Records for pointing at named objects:
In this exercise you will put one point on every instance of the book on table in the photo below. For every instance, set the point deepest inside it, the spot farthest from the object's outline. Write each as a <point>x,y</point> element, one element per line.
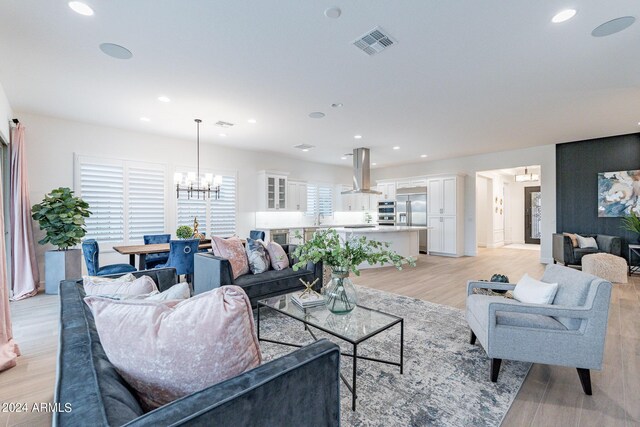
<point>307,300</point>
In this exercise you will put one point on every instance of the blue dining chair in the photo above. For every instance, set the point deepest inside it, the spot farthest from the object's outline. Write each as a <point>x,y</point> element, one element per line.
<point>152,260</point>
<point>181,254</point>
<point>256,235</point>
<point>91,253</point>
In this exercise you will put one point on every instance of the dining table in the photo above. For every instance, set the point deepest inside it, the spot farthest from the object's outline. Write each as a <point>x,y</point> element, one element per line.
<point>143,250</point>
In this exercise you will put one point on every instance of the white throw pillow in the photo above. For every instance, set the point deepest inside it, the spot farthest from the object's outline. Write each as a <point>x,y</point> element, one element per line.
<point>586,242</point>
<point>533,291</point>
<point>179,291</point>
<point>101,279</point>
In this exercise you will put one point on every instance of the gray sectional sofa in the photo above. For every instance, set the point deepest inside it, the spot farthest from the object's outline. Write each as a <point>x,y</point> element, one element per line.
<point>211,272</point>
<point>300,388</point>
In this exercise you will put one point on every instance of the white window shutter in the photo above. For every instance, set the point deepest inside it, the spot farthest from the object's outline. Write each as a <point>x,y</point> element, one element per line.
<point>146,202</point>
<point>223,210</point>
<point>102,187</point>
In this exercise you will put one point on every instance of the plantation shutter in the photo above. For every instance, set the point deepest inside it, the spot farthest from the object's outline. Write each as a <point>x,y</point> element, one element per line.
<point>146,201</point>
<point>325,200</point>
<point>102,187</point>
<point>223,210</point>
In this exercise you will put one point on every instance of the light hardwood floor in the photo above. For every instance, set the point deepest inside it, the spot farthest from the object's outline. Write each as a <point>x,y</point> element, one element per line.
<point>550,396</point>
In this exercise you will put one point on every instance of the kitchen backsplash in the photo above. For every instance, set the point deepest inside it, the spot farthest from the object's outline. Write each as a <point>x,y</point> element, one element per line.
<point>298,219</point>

...

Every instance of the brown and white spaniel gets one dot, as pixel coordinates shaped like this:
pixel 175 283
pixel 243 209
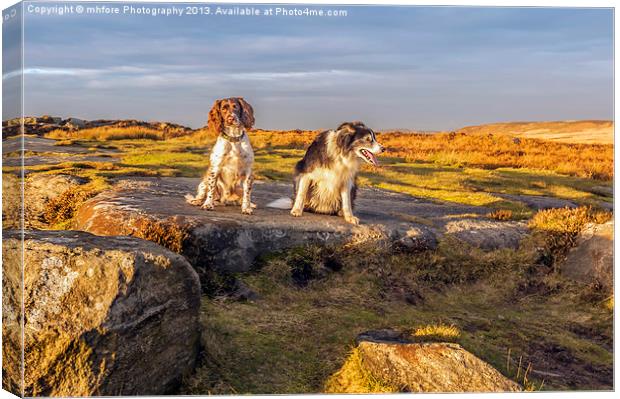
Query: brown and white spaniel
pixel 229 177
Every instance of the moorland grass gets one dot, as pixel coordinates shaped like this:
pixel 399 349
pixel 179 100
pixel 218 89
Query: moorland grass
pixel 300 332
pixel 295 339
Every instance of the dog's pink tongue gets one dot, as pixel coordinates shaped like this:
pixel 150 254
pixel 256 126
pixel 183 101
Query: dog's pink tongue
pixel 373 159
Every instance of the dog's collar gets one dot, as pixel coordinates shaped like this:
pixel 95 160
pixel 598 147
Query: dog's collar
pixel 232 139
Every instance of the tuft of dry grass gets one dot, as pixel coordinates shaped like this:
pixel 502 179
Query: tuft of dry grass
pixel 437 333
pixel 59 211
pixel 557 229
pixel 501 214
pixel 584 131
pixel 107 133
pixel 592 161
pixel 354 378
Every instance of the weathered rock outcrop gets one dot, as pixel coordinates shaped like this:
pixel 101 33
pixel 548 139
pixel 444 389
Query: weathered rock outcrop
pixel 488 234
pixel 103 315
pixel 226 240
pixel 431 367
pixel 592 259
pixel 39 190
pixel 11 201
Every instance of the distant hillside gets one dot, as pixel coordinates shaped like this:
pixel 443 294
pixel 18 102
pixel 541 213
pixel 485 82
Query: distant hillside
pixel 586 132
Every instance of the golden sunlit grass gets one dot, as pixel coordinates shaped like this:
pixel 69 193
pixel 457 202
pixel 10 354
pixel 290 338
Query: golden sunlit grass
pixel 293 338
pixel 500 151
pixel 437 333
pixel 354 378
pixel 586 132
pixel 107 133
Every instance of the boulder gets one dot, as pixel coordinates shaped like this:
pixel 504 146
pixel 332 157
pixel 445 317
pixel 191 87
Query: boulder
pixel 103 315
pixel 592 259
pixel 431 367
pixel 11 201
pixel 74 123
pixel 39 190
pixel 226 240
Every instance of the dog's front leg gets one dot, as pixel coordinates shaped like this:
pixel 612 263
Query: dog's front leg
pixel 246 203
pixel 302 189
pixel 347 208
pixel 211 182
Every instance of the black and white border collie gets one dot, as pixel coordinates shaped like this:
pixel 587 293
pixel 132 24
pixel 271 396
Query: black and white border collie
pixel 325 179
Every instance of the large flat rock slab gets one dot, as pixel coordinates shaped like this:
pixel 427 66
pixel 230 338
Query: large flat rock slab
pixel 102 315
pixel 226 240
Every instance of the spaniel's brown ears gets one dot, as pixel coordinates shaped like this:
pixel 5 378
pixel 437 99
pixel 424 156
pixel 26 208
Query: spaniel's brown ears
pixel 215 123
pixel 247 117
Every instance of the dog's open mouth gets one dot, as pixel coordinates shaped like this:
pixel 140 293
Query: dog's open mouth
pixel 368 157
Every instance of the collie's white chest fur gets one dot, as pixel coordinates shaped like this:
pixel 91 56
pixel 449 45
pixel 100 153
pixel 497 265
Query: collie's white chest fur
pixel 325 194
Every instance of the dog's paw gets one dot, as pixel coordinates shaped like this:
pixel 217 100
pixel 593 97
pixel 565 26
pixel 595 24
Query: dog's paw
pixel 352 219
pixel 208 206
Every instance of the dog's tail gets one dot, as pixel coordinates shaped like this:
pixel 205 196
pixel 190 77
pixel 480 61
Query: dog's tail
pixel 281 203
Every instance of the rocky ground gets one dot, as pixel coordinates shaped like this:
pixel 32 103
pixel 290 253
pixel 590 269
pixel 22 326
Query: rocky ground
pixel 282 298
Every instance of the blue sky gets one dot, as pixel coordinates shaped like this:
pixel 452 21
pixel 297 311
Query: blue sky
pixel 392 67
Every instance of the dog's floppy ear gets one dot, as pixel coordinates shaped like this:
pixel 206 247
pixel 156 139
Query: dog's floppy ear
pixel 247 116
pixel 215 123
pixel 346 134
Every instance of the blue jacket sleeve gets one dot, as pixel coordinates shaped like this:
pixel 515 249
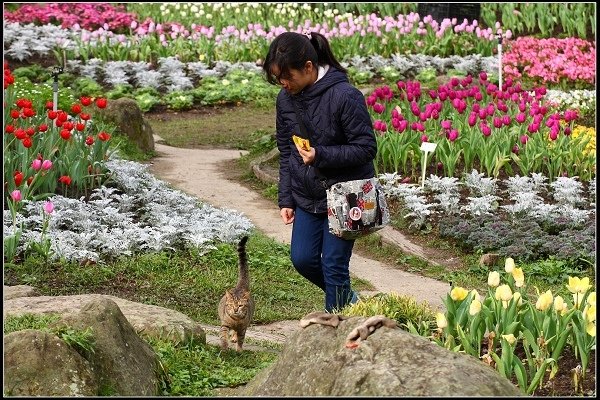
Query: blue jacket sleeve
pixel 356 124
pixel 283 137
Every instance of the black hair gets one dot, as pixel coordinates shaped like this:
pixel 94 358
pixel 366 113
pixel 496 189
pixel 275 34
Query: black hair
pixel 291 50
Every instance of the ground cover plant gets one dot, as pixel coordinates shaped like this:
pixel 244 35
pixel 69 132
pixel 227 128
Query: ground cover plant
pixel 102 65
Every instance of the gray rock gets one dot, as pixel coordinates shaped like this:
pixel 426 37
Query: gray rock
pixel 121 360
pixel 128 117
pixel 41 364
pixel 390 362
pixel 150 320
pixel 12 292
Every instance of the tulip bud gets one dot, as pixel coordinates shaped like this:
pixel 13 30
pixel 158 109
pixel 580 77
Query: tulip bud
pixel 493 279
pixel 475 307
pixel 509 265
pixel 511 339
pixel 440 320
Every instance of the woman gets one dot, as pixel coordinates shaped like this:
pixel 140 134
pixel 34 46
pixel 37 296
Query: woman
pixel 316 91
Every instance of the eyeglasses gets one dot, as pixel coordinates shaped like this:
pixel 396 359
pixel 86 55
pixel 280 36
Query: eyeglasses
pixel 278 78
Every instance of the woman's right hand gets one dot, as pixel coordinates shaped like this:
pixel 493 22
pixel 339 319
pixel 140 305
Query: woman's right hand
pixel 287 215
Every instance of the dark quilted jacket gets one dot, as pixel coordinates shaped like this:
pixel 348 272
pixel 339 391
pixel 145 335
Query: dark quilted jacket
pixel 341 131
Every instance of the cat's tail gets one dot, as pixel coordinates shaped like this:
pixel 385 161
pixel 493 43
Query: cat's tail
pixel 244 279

==

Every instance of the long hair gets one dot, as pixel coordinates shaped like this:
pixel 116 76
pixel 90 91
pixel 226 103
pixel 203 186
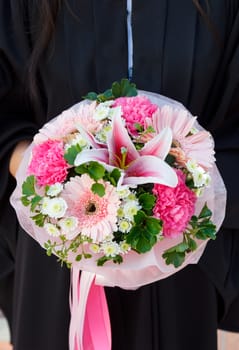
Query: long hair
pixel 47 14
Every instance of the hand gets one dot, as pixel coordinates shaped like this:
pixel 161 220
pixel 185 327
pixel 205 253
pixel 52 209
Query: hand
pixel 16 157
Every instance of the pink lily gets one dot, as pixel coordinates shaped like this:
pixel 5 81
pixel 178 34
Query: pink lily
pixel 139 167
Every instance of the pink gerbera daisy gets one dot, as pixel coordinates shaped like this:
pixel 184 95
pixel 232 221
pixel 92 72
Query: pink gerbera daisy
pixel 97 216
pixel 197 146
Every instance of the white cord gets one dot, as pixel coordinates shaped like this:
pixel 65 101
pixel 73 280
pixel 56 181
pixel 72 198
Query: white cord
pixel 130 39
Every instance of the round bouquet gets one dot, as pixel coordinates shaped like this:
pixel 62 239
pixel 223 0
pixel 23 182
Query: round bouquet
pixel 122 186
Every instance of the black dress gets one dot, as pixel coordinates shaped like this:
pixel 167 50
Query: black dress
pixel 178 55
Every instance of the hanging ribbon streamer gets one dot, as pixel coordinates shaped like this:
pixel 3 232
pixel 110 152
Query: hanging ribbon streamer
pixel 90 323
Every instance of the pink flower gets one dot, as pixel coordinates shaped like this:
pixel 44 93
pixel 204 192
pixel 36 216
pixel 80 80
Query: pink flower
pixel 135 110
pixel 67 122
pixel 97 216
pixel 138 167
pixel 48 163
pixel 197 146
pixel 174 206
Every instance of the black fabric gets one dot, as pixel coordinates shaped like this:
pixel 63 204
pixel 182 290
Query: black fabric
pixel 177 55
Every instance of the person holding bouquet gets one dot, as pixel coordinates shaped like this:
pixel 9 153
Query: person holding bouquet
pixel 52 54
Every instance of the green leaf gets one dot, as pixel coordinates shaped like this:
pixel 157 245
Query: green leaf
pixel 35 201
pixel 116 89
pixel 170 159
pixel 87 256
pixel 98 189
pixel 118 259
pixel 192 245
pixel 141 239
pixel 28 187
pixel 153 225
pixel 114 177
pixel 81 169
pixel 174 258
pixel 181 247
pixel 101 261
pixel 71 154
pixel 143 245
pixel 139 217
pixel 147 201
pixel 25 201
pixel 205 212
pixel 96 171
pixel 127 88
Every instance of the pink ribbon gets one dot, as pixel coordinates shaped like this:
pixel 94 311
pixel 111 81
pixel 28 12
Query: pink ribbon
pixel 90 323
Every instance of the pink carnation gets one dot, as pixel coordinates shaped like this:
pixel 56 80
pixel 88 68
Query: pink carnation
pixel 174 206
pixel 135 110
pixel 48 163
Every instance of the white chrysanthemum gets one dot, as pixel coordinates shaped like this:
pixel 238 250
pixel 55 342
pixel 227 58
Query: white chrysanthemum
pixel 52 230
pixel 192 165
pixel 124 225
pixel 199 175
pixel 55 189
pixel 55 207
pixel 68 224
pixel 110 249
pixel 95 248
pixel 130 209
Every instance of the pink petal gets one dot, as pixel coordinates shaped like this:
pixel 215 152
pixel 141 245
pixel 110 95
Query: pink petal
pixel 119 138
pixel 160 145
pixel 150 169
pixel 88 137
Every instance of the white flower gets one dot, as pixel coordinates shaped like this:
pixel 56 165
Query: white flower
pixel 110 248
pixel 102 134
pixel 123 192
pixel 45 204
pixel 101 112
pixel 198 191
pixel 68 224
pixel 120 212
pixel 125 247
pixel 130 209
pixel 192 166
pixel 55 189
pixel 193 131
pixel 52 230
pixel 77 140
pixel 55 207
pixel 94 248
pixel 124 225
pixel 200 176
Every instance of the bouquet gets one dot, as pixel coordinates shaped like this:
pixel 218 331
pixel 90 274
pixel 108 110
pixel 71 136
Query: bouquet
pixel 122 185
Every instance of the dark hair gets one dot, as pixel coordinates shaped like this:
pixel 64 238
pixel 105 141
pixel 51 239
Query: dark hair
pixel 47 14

- _TASK_
Please put the lines into a Markdown table with the columns Row and Line, starting at the line containing "Every instance of the person" and ending at the line containing "pixel 88 137", with both of those lines included. Number each row and leave out any blank lines.

- _COMPLETE RESPONSE_
| Row | Line |
|---|---|
| 1 | Every instance of the person holding bouquet gets one dot, as pixel coordinates shaped like this: |
| 2 | pixel 9 153 |
| 3 | Query: person holding bouquet |
| 4 | pixel 52 54 |
| 5 | Every instance of the green leaf gets one dot, as pixel coordinates shaped like this: |
| 6 | pixel 157 245 |
| 7 | Query: green leaf |
| 8 | pixel 35 201 |
| 9 | pixel 116 89 |
| 10 | pixel 170 159 |
| 11 | pixel 87 256 |
| 12 | pixel 98 189 |
| 13 | pixel 118 259 |
| 14 | pixel 192 245 |
| 15 | pixel 141 239 |
| 16 | pixel 28 187 |
| 17 | pixel 153 225 |
| 18 | pixel 114 177 |
| 19 | pixel 81 169 |
| 20 | pixel 174 258 |
| 21 | pixel 181 247 |
| 22 | pixel 101 261 |
| 23 | pixel 71 154 |
| 24 | pixel 143 245 |
| 25 | pixel 139 217 |
| 26 | pixel 147 201 |
| 27 | pixel 25 201 |
| 28 | pixel 205 212 |
| 29 | pixel 96 171 |
| 30 | pixel 127 88 |
| 31 | Every instance of the pink ribbon gets one dot, as pixel coordinates shaped like this: |
| 32 | pixel 94 311 |
| 33 | pixel 111 81 |
| 34 | pixel 28 12 |
| 35 | Query: pink ribbon |
| 36 | pixel 90 323 |
| 37 | Every instance of the pink carnation gets one dot, as pixel coordinates shaped like this: |
| 38 | pixel 56 80 |
| 39 | pixel 88 68 |
| 40 | Query: pink carnation |
| 41 | pixel 174 206 |
| 42 | pixel 135 110 |
| 43 | pixel 48 163 |
| 44 | Every instance of the white chrysanthemum gets one dot, as pixel coordinates shaped like this: |
| 45 | pixel 238 250 |
| 46 | pixel 55 342 |
| 47 | pixel 227 58 |
| 48 | Query: white chrysanthemum |
| 49 | pixel 52 230 |
| 50 | pixel 192 165 |
| 51 | pixel 124 225 |
| 52 | pixel 199 175 |
| 53 | pixel 55 189 |
| 54 | pixel 55 207 |
| 55 | pixel 68 224 |
| 56 | pixel 110 249 |
| 57 | pixel 95 248 |
| 58 | pixel 130 209 |
| 59 | Every instance of the pink petal gets one dot, as pixel coordinates shaped like this: |
| 60 | pixel 215 152 |
| 61 | pixel 141 245 |
| 62 | pixel 110 95 |
| 63 | Query: pink petal |
| 64 | pixel 119 138 |
| 65 | pixel 160 145 |
| 66 | pixel 150 169 |
| 67 | pixel 88 137 |